----- TEXTO PARA ANÁLISE

A estudiosa disse ainda que ausência de anticorpos não significa que a vacina não foi eficaz. “Estudos já mostraram o papel da imunidade celular em indivíduos que já tiveram a COVID-19 e também em vacinados”, afirmou.
O professor de imunologia da Universidade Federal de São João del-Rei (UFSJ), Rafael Gonçalves Neto, participou do programa “Conversando Saúde”, da unidade de ensino.
Neto citou que a Sociedade Brasileira de Imunologia, a Organização Municipal de Saúde (OMS), o Centro de Controle e Prevenção de Doenças dos Estados Unidos (EUA) não aconselham a utilizar testes sorológicos para detecção de imunoglobulina totais ou neutralizantes como determinantes na eficácia vacinal da COVID-19.
“Primeiro que os testes utilizados para detectar os anticorpos, normalmente, não tem eficácia muito alta. Então o indivíduo que às vezes tem exame negativo após a vacinação pode acreditar que a vacina não funcionou, assim como um indivíduo que tenha a concentração elevada desses anticorpos neutralizantes pode acreditar que está totalmente protegido contra a doença e isso pode não ser a realidade” esclareceu.
Para determinar a eficácia da vacina são considerados os ensaios de fase clínica e os estudos da população imunizadas. “Após a aprovação das agências reguladoras, vários estudos são desenvolvidos na população imunizada, e eles vem confirmando que as vacinas contra a COVID tem alta eficácia do ponto de vista coletivo”, destacou.
Nota da prefeitura de Divinópolis:
“Diante dos crescentes questionamentos sobre a realização de exames para avaliar a eficácia de vacinas e das solicitações de doses adicionais de imunobiológicos, a Secretaria Municipal de Saúde (Semusa), por meio da Central de Imunização, vem através desta nota, descrever e apresentar algumas fundamentações científicas que desaconselham a realização de testes de dosagem de anticorpos neutralizantes para avaliar a proteção imune contra Covid-19 gerada por meio dos imunobiológicos.

----------
----- DADOS

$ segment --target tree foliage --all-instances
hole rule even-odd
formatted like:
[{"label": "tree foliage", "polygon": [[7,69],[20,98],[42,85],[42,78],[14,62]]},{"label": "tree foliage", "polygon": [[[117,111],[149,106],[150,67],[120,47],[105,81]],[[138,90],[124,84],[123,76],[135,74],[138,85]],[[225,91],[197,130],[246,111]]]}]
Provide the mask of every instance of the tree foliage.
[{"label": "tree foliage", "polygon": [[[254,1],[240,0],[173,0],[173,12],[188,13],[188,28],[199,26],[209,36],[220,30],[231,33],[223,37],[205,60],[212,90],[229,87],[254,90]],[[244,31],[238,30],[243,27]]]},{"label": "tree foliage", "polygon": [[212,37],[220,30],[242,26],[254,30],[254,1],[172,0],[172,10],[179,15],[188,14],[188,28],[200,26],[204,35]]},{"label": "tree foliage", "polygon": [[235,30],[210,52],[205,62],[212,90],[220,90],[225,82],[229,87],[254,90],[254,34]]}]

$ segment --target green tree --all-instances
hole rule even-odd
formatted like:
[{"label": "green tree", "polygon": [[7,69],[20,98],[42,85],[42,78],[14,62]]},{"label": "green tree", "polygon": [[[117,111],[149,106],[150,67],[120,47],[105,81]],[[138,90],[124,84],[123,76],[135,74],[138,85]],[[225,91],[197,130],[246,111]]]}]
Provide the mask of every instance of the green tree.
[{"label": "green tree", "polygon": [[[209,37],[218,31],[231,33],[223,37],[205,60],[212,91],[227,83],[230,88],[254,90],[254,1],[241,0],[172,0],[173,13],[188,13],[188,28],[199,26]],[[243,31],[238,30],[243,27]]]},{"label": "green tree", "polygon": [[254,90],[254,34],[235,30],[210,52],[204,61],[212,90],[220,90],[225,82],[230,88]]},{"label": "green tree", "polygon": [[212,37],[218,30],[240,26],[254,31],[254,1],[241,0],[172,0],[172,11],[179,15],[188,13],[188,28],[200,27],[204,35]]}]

----------

TAREFA PROPOSTA:
Responda às perguntas abaixo com base no texto sobre testes de anticorpos e vacinas contra a COVID-19.
1. Em qual universidade Rafael Gonçalves Neto é professor de imunologia?
2. O que é considerado para determinar a eficácia da vacina?
3. Por meio de qual setor a Secretaria Municipal de Saúde divulgou a nota?

RESPOSTA DA TAREFA:
1. Ele é professor de imunologia da Universidade Federal de São João del-Rei (UFSJ).
2. São considerados os ensaios de fase clínica e os estudos da população imunizada.
3. A nota foi divulgada por meio da Central de Imunização.